*WHAT THIS TASK INVOLVES*
From the material below, extract every line containing the string "jacket" and copy each one unchanged.

##### PROVIDED MATERIAL #####

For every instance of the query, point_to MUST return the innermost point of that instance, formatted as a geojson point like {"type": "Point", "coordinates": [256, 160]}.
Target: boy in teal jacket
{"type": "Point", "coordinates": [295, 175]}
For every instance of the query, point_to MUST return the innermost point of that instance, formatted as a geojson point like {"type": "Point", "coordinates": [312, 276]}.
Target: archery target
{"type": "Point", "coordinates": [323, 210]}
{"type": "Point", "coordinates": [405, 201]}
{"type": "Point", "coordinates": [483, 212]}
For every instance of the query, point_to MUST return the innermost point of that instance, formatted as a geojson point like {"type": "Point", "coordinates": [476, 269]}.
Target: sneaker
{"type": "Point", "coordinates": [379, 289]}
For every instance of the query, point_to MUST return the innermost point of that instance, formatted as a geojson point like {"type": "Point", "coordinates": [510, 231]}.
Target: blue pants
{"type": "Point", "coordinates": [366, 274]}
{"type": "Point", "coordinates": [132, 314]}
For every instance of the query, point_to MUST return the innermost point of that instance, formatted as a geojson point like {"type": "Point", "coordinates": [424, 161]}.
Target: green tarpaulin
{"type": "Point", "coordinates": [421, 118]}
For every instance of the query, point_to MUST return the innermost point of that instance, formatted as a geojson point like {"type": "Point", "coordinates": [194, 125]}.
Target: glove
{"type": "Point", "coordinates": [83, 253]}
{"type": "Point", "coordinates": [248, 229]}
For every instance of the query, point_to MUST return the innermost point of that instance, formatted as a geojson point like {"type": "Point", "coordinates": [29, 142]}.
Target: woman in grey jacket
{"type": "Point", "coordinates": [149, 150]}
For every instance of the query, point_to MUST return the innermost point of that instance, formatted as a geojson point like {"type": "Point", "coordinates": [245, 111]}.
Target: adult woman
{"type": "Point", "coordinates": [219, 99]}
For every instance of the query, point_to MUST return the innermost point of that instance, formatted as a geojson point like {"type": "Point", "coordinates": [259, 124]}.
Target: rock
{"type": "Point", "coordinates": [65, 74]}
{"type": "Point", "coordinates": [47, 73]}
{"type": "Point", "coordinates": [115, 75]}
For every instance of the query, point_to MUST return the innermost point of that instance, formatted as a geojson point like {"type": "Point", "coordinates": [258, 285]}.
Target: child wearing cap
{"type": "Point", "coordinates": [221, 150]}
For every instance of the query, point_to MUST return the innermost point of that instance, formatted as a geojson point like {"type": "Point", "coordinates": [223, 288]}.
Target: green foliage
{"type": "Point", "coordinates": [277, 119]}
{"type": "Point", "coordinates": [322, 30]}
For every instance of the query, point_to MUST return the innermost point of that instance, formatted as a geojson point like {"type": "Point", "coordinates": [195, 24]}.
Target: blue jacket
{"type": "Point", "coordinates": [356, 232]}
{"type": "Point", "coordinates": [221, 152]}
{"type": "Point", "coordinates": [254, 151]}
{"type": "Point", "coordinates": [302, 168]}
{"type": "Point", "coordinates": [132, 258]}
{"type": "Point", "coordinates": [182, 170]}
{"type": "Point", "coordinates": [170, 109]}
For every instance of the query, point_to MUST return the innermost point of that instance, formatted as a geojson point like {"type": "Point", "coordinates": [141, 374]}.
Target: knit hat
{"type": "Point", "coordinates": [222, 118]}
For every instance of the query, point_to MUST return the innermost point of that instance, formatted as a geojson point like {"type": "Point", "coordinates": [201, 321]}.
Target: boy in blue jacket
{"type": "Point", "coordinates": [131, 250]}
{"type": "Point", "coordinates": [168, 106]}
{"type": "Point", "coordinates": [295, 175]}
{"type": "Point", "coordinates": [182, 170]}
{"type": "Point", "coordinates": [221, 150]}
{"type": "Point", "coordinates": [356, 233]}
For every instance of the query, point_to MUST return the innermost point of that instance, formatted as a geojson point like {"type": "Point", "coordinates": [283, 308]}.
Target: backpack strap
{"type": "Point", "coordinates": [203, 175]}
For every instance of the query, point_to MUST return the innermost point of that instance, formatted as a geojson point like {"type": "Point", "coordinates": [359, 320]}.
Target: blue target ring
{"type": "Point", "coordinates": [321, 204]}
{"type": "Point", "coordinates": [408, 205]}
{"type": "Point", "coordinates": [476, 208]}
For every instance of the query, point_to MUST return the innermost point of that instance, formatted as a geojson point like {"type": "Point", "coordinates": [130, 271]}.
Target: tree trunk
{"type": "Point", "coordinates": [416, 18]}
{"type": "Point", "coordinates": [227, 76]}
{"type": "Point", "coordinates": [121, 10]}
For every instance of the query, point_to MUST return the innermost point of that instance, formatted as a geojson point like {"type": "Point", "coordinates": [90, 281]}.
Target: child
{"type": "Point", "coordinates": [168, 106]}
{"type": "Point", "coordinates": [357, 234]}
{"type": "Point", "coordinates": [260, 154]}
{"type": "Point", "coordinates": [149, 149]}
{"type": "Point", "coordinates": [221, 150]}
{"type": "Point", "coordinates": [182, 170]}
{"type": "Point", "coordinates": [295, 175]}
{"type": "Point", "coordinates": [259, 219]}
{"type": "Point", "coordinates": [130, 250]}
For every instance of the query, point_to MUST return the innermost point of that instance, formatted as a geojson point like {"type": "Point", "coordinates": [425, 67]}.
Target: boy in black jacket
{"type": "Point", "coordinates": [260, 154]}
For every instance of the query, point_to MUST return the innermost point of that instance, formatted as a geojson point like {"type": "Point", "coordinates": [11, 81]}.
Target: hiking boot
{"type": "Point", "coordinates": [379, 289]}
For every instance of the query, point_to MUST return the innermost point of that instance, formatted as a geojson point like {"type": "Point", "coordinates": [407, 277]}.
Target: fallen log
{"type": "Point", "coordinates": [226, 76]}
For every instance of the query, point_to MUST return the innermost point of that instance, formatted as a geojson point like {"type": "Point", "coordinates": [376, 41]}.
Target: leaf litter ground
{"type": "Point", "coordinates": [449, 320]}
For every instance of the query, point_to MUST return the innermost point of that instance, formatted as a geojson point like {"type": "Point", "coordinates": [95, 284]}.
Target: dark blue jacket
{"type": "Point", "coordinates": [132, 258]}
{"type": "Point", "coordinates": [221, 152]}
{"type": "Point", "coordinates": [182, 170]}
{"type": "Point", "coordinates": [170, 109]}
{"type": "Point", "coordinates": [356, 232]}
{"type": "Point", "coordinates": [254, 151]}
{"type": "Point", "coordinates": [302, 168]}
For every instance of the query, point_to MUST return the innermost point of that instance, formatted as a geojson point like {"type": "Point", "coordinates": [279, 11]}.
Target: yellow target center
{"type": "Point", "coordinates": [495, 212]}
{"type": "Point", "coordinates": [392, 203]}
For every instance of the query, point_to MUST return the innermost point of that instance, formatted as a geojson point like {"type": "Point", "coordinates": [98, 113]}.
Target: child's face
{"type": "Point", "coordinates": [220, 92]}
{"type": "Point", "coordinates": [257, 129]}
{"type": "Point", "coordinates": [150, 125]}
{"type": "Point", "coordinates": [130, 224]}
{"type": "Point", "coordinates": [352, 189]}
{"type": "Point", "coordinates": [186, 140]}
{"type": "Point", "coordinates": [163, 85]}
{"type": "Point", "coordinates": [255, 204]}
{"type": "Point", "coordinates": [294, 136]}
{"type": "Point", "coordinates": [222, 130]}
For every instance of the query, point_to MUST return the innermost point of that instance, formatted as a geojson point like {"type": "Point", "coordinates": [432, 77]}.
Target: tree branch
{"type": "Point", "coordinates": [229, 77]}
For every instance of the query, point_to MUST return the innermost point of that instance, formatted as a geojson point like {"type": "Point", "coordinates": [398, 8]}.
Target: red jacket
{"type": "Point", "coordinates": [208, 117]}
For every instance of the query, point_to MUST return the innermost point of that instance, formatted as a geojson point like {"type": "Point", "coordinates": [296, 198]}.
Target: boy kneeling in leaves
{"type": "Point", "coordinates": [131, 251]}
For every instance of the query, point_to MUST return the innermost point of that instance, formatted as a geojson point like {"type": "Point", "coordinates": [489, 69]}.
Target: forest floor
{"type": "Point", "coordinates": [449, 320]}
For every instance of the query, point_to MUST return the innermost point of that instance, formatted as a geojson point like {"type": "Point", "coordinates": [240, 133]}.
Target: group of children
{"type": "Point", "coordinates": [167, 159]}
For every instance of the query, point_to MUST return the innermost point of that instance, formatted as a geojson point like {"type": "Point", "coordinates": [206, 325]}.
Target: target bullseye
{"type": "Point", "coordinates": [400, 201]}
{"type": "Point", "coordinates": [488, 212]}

#####

*TASK ANSWER*
Target: boy in teal jacket
Target: woman in grey jacket
Target: blue jacket
Target: boy in blue jacket
Target: boy in black jacket
Target: dark blue jacket
Target: red jacket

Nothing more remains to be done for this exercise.